**Stated task**. Reproduce verbatim the lines below, from the line containing "for the shoreline" up to and including the line containing "left=0, top=81, right=190, bottom=143".

— BEGIN —

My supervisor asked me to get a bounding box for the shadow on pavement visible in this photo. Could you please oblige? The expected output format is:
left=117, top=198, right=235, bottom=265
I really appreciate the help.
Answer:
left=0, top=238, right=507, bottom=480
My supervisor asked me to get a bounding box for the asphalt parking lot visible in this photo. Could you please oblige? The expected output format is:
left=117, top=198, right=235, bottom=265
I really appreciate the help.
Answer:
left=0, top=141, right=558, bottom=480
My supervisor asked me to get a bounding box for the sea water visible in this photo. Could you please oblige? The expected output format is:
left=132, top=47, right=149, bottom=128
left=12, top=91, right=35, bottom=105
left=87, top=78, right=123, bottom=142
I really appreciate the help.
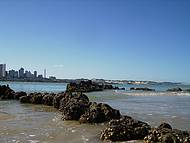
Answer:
left=0, top=82, right=190, bottom=143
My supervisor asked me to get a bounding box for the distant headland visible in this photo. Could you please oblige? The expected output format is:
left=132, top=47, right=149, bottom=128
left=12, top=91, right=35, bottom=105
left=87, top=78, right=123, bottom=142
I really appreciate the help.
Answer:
left=0, top=64, right=180, bottom=85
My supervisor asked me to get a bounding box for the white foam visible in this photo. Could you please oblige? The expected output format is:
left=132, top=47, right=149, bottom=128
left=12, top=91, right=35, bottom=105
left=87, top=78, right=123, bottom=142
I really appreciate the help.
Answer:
left=121, top=92, right=190, bottom=96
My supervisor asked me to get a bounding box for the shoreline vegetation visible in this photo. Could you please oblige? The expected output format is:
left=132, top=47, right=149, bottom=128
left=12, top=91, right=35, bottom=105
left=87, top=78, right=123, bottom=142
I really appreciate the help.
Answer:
left=0, top=81, right=190, bottom=143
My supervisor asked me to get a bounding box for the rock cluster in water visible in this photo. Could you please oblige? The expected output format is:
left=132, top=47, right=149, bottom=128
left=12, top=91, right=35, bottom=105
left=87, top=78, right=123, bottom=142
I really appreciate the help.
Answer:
left=67, top=80, right=125, bottom=92
left=0, top=84, right=190, bottom=143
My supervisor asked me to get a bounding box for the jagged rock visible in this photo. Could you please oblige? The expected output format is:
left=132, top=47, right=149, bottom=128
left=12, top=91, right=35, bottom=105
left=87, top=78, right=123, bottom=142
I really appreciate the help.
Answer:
left=59, top=93, right=89, bottom=120
left=167, top=87, right=183, bottom=92
left=0, top=85, right=15, bottom=99
left=14, top=91, right=27, bottom=100
left=79, top=102, right=120, bottom=123
left=158, top=123, right=172, bottom=130
left=130, top=87, right=155, bottom=91
left=144, top=123, right=190, bottom=143
left=28, top=93, right=43, bottom=104
left=53, top=92, right=65, bottom=109
left=42, top=93, right=55, bottom=106
left=100, top=116, right=151, bottom=142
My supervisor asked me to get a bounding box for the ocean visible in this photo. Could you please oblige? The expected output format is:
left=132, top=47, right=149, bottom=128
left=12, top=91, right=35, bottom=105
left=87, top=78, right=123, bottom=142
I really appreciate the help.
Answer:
left=0, top=82, right=190, bottom=143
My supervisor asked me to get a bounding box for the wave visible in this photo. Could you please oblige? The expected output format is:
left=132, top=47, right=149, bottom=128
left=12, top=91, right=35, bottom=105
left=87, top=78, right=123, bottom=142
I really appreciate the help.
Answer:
left=116, top=91, right=190, bottom=96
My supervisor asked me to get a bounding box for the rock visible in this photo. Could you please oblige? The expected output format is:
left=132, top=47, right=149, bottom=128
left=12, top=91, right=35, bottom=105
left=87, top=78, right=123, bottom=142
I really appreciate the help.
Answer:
left=42, top=93, right=55, bottom=106
left=28, top=93, right=43, bottom=104
left=100, top=116, right=150, bottom=142
left=53, top=92, right=65, bottom=109
left=185, top=89, right=190, bottom=92
left=158, top=123, right=172, bottom=130
left=144, top=123, right=190, bottom=143
left=0, top=85, right=15, bottom=99
left=79, top=102, right=121, bottom=123
left=167, top=87, right=182, bottom=92
left=20, top=96, right=31, bottom=103
left=59, top=93, right=89, bottom=120
left=14, top=91, right=27, bottom=100
left=130, top=87, right=155, bottom=91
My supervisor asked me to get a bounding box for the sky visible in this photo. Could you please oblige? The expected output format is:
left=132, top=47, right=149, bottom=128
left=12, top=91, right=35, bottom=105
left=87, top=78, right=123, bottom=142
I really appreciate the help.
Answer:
left=0, top=0, right=190, bottom=83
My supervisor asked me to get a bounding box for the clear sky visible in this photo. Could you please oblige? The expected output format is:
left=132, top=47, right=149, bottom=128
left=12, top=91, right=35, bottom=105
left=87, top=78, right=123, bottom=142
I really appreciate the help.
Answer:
left=0, top=0, right=190, bottom=82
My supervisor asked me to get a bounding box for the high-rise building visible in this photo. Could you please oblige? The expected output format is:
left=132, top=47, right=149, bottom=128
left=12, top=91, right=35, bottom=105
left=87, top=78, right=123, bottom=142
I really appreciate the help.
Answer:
left=44, top=69, right=46, bottom=78
left=34, top=71, right=37, bottom=78
left=0, top=64, right=6, bottom=77
left=19, top=68, right=24, bottom=78
left=9, top=70, right=18, bottom=79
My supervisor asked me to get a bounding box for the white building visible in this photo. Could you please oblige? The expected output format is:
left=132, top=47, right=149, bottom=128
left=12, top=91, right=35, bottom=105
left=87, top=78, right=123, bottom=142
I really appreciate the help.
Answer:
left=0, top=64, right=6, bottom=77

— END —

**Written solution**.
My supervisor asked me to get a bounding box for the shoreline vegetation visible in this photo. Could you please oblige? The expected output format is:
left=132, top=47, right=149, bottom=128
left=12, top=91, right=35, bottom=105
left=87, top=78, right=123, bottom=142
I really appreciate the help.
Answer:
left=0, top=81, right=190, bottom=143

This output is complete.